*** Opening of READING TEXT ***
Let There Be (Electron) Light

TECHNOLOGY Virginia, Premiere Issue

The world's most powerful free-electron laser, located in Newport News, was born of a scientific mission. Private industry, however, may derive secondary benefits from this complex technology: better manufacturing techniques and the prospect of creating superior consumer products.

The Free-Electron Laser (FEL) program is part of the Department of Energy's Thomas Jefferson National Accelerator Facility, a $600 million nuclear physics laboratory charged with probing the atomic structure of matter. The laser was constructed as a public-private partnership to discover commercial uses for government-backed scientific research.

Free-electron lasers — there are fewer than two dozen in the world — offer manufacturers the promise of treating various surfaces using a powerful but highly controllable light beam. Until recently, lasers were neither powerful enough nor efficient enough to perform basic manufacturing tasks.

Jefferson Lab's FEL may yield improvements such as more corrosion-resistant metals, more durable synthetic fibers and advanced materials and components for electronics and microtechnologies.
*** Close of READING TEXT ***
● STUDY QUESTIONS:
**1)** Please repeat the part of the free-electron laser article starting at "The world's most" and ending at "superior consumer products.".
**2)** Go on with the free-electron laser article from its last sentence.
*** Opening of RECORDED INFORMATION ***
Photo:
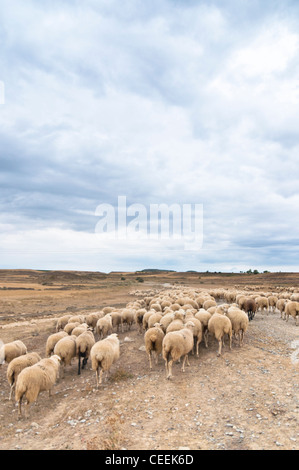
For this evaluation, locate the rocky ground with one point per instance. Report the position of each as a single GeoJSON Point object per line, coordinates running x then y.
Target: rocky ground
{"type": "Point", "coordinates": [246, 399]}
*** Close of RECORDED INFORMATION ***
*** Opening of RECORDED INFORMATION ***
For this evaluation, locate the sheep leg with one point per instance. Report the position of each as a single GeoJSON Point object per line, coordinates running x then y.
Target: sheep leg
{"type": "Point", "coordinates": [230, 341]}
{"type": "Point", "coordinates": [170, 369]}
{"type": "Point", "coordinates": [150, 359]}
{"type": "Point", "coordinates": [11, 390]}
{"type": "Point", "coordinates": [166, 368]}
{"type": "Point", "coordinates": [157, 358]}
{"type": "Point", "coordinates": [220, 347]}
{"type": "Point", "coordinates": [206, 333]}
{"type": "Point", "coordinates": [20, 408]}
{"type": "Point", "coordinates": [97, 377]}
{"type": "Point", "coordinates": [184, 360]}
*** Close of RECORDED INFORMATION ***
*** Opening of RECORDED INFORMATION ***
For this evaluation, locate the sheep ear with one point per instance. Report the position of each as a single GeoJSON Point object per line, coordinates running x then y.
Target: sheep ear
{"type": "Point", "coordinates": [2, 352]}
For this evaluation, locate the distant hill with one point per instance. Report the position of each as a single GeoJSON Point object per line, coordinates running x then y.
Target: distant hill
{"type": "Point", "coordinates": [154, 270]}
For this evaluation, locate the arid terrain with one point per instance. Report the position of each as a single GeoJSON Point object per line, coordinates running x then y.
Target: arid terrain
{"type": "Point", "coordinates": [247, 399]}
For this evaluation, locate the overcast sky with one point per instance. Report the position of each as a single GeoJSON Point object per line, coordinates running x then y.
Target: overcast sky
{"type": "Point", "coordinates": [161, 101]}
*** Close of RECORDED INFORMATION ***
● ANSWERS FOR THE TASKS:
**1)**
The world's most powerful free-electron laser, located in Newport News, was born of a scientific mission. Private industry, however, may derive secondary benefits from this complex technology: better manufacturing techniques and the prospect of creating superior consumer products.

**2)**
"This technology is potentially an important industrial tool, because it could replace the wet chemistry processes presently used to treat the surface of materials, including metals and polymers," says Dr. Fred Dylla, FEL director.

Virginia Power, for instance is part of an industry working group studying the technology's capacity for "laser glazing" a method of putting a smooth top layer on metal turbine blades to prolong their life and aid efficiency.

Jefferson Lab also is pioneering work in accelerator-related technology for medical imaging. The lab collaborated with a spin-off company, Dilon Technologies, to perfect the Gamma Camera, a device that screens false-positive and false-negative readings of standard mammography imaging to detect breast cancer. A diagnostic aid, the innovation may help women avoid unnecessary biopsies. Dilon Technologies, housed on the Jefferson Lab campus, won FDA approval for the product and is gearing up to begin manufacturing.